## [ACTIVITY]
Extract each line holding the word "sample" from the entries.

[Items listed in a dataset]
•••

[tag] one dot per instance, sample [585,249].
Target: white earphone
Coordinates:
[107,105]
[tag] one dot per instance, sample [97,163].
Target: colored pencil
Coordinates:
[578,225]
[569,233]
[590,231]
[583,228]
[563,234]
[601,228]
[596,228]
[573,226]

•••

## [RESPONSE TO THE TASK]
[tag] one dot per instance, sample [585,249].
[tag] one dot per instance, sample [97,163].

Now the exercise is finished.